++++ Extract to read ++++

Lille born, now Montreal resident, music collagist and producer Jean Cousin (aka Joni Void) is an illusive, transitory artist who over the years has blurred the sense of persona in any music that bears his pseudonym. Feeding voraciously into the Soundcloud/Bandcamp eco-system since 2011 as johnny ripper, he has revealed a plethora of digital releases that shifted form Satie/Glass cinematic dream works to more electronic montages of pilfered material. His indie world parallel could be Sandy Alex G except for Cousin/Joni Void ‘making it’ seems to be an incidental thought.
Increasingly his mission has been to remove the self from his music making, assembling ‘tunes’ exclusively from found sources and disconnecting from the role of ‘playing’ on his own compositions. His debut physical release in 2017 via the majestic Constellation was neatly titled ‘Selfless’ while 2019’s follow up ‘Mise En Abyme’ saw Joni Void fully ensconced in the role of constructor/assembler, taking an ephemeral clutter of recordings from phones, messages, cameras and films to make a disconcerting mix of unknown voices and more familiar beats.
Now comes his third record for Constellation, ‘Everyday Is The Song’ which pushes the Joni Void modus to capture something more personal and maybe biographical, based as it is on archived snippets saved from his lost Walkman. So while Cousin remains resolute as the director not the actor here, each piece evolving from a melange of ‘field’ recordings from the city streets, recorded incidents at jams and shows plus archly niche samples, you feel the results may be revealing something of himself to himself. At times the songs are unusually moving or unexplainably powerful, then at others tensely disorientating or distant. One thing is certain though, peering into Joni Void’s sound world is never dull.

++++ Items ++++

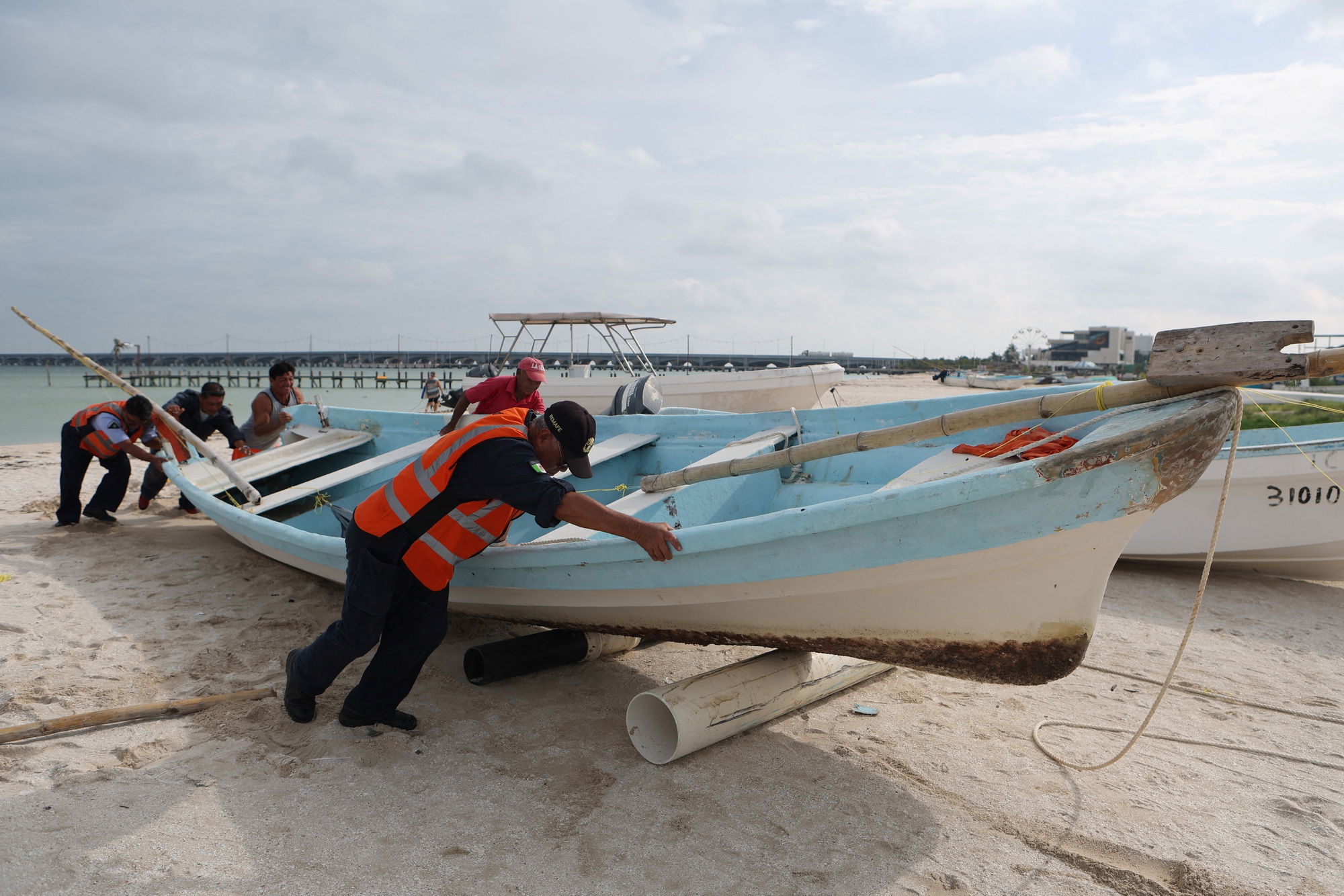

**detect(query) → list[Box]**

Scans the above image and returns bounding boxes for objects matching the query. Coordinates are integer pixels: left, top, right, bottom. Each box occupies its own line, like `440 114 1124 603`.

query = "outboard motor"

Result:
466 363 500 380
603 373 663 416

++++

- _Requirement 1_:
Write out the passage of the Joni Void review that begins at the words "Increasingly his mission" and stops after "more familiar beats.".
- _Requirement 2_:
Write what comes next in the Joni Void review, picking up after its final sentence.
The rows were taken from a different source than the Joni Void review.

- _Output 1_:
Increasingly his mission has been to remove the self from his music making, assembling ‘tunes’ exclusively from found sources and disconnecting from the role of ‘playing’ on his own compositions. His debut physical release in 2017 via the majestic Constellation was neatly titled ‘Selfless’ while 2019’s follow up ‘Mise En Abyme’ saw Joni Void fully ensconced in the role of constructor/assembler, taking an ephemeral clutter of recordings from phones, messages, cameras and films to make a disconcerting mix of unknown voices and more familiar beats.

- _Output 2_:
Tape is the song that sets the context gently with its bubbly Four Tet innocence, playful DIY loops and an easy going Cornershop shuffle. ‘Am I you or are you me?’ gets asked early on, a question that hovers over the album as it unravels. At times it feels like you can pin the ambient electronica tag onto ‘Everyday Is The Song’, but foisting that identity on Joni Void’s work is a lazy pretence. The pastoral new age chime of In Between Moments reverberates around snatches of spoken word from seminal sixties avant film-maker Maya Deren but there’s a persistent everyday realism here, brought about by the tramline clangs, park life bird song and sidewalk chatter. Present Day Montage delivers similar deception, a loop of earthy chapel organ gets repurposed with haunted vocal layers before easing into an unexpected trip-hop chug.
There continues to be some tangible musical reference points in Joni Void’s multi- dimensional detailing on ‘Everyday Is The Song’. Barr Brothers compatriot and prime exponent of the harp’s experimental potential Sarah Page is a source that Cousin often returns to for those more fluid toned shadings. The strummed suspension of Still Life squeezes a revolving drone and Page’s cooing vocal into a brief ripple of incidental Owen Pallett acoustic plucking ahead of a mysterious, clipped r n b coda. You see things are never predictable on this album, there might be moments of considered playfulness but the prospect of darkness still seeps into the fabric. Non Locally, a post rock processional of shuddering chords, gradual interference, protest chants and ticking melodicism expands with a Basinski-esque abandonment. Similarly Void’s sample of Nennen’s slow core that feeds Negative Loop shudders with a dark-wave intensity dragged deeper by Shota Yokose’s monotone bass.
Perhaps even more than with previous work the sound art of ‘Everyday Is The Song’ feels openly reflective and less frenetic. Yes there are moments of hard wired experimentalism on the album (check in with Vortex Any% Speedrun or World Spinning At 33rpm) but primarily Void’s sketches this time around lean towards song form and connection. The soft pulsing Parallax Error has the voice at the centre, featuring loops from leftfield singer N NAO braided with Sarah Page’s informal pitch, while the glitchy Event Horizon twists the vocal material around its interrupted beats. A strength in all these pieces is the variation in mood that Joni Void conjures up within and throughout the whole cycle. At one point you are fathoming the tentative, spooked insecurity of Disposable, then by the close you get drawn into the warmly tuneful, upbeat hip hop of Post Credits Scene. It’s a fitting final song that touches on conversation and community before concluding with the observation ‘That was so much fun…’
Uncannily that’s exactly the feeling you are left with after passing through ‘Everyday Is The Song‘. Joni Void’s bric-a-brac montage of ordinary life and sounds brings some hope despite the real difficulties. He’s presenting a scrambled experience of the world, where reality and the virtual blur, while at the same time showing that something meaningful can be made from it, however small, however apparently insignificant.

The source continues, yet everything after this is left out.